*Kaynak Metin*
RSS Feed for This Post

Söz Meclis’ten İçeri

Okan Arslan

Meclis Başkanlığı  seçimleri, Türkiye’de her daim tartışılan ve genelde iktidarda kim varsa onun temsilcisinin ya da tercih ettiği kişinin seçildiği seçimler olagelmiştir. Türkiye, 22 Temmuz 2007 seçimlerinden sonra seçilen Köksal Toptan’ın 2 yıllık görev süresinin sona ermesinden sonra, yeniden Meclis Başkanı seçilmesi sürecine girmiş bulunuyor. Meclis Başkanı, aşağıda da tarihsel ve kronolojik şekilde tahlil etmeye çalışacağımız gibi, bazı istisnai durumlar haricinde, genelde iktidarda olan ya da seçimler sonrası birinci olan partilerin temsilcileri arasından seçilir. Hele, bir parti seçimden tek başına iktidar olarak çıkmışsa zaten o partinin temsilcilerinden biri, otomatikman Meclis Başkanı olur. Bu seçim kimi zaman mutabakatla olsa da, genelde iktidardaki partinin sayısal çoğunluğu sayesinde gerçekleşir; ve diğer partiler, salt formalite icabı ya da prestij olsun diye seçilemeyecek adaylar çıkarırlar. İktidardaki partinin içinden çıkan Meclis Başkanının görevi boyunca partisiyle bir şekilde bağını kesmesi ve tarafsız ve bağımsız davranması beklenir; oysa kendisini seçenlerin bizzat mensubu olduğu partinin vekilleri ve daha da önemlisi Genel Başkanı’nın alt ve üst dudakları olduğu gerçeği, seçilen Meclis Başkanı üzerinde “Demokles Kılıcı” gibi sallanır.

*Verilen Görev 1*
Kaynak metindeki "Hele, bir parti seçimden tek başına iktidar olarak çıkmışsa zaten o partinin temsilcilerinden biri, otomatikman Meclis Başkanı olur." cümlesini İngilizceye çevirin.

*Görev Girdisi*
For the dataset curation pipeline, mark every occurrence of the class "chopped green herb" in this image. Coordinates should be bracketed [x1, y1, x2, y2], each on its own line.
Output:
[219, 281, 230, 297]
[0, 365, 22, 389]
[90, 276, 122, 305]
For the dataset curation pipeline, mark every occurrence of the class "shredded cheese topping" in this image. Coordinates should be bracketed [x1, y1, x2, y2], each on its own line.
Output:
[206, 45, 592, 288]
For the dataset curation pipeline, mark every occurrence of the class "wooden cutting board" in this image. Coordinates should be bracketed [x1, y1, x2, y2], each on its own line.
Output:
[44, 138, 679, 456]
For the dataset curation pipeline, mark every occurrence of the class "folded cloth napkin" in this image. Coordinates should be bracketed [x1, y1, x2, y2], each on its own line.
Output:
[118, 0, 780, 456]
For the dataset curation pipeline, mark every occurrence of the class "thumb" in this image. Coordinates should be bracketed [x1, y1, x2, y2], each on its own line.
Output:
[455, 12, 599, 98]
==
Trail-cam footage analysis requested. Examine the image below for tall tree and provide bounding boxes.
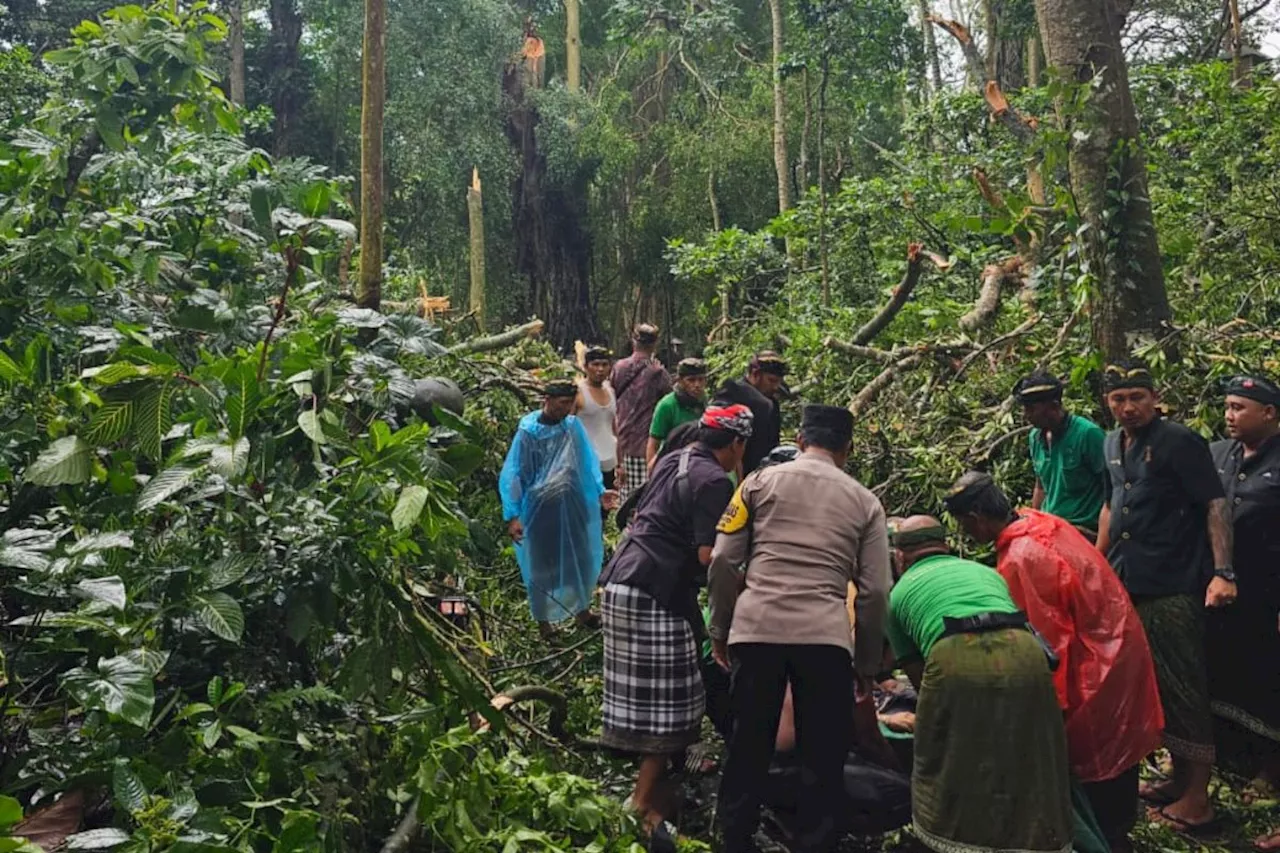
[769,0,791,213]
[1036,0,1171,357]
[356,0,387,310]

*Verilen Görev 2*
Kayıtlardaki "Trail-cam footage analysis" ifadesini içeren satırdan "[356,0,387,310]" ifadesini içeren satıra kadar, iki uç da dahil olmak üzere, satırları boş satırları atlayarak numaralı liste biçiminde yazın. Resimleri yanıta almayın.

*Yanıt 1*
Especially if a party comes out of the election as the sole governing party, one of that party's representatives automatically becomes Speaker of Parliament in any case.

*Yanıt 2*
1. Trail-cam footage analysis requested. Examine the image below for tall tree and provide bounding boxes.
2. [769,0,791,213]
3. [1036,0,1171,357]
4. [356,0,387,310]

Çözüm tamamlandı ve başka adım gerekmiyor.